■ **WORK TO COMPLETE**
A word-for-word copy of the line containing "298L388 224L290 158L244" and every following line to the end of the data below is all the answer should hold.

:::::

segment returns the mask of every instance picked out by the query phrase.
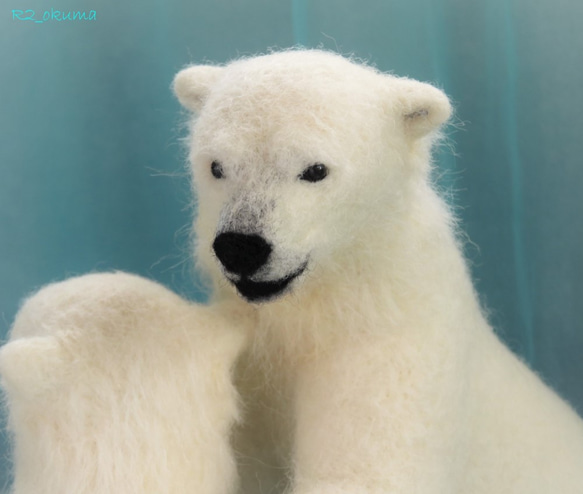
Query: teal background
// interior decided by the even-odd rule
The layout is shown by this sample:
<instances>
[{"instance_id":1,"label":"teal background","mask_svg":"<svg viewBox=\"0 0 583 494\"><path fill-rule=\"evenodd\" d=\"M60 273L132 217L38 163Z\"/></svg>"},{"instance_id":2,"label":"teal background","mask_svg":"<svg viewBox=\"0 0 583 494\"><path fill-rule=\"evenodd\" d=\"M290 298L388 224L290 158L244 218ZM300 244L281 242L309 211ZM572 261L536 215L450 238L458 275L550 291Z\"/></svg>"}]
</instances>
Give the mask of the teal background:
<instances>
[{"instance_id":1,"label":"teal background","mask_svg":"<svg viewBox=\"0 0 583 494\"><path fill-rule=\"evenodd\" d=\"M96 20L11 18L51 7ZM440 183L479 292L509 345L583 412L581 19L580 0L3 2L0 334L31 290L88 271L204 298L172 77L191 61L319 46L452 97Z\"/></svg>"}]
</instances>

:::::

■ **ANSWER BOX**
[{"instance_id":1,"label":"teal background","mask_svg":"<svg viewBox=\"0 0 583 494\"><path fill-rule=\"evenodd\" d=\"M60 273L132 217L38 163Z\"/></svg>"},{"instance_id":2,"label":"teal background","mask_svg":"<svg viewBox=\"0 0 583 494\"><path fill-rule=\"evenodd\" d=\"M290 298L388 224L290 158L244 218ZM300 244L281 242L309 211ZM572 261L536 215L450 238L458 275L550 291Z\"/></svg>"}]
</instances>
Give the mask of the teal background:
<instances>
[{"instance_id":1,"label":"teal background","mask_svg":"<svg viewBox=\"0 0 583 494\"><path fill-rule=\"evenodd\" d=\"M96 20L11 18L51 7ZM440 183L479 292L509 345L583 412L581 19L580 0L3 2L0 334L31 290L88 271L204 298L172 77L191 61L319 46L452 97Z\"/></svg>"}]
</instances>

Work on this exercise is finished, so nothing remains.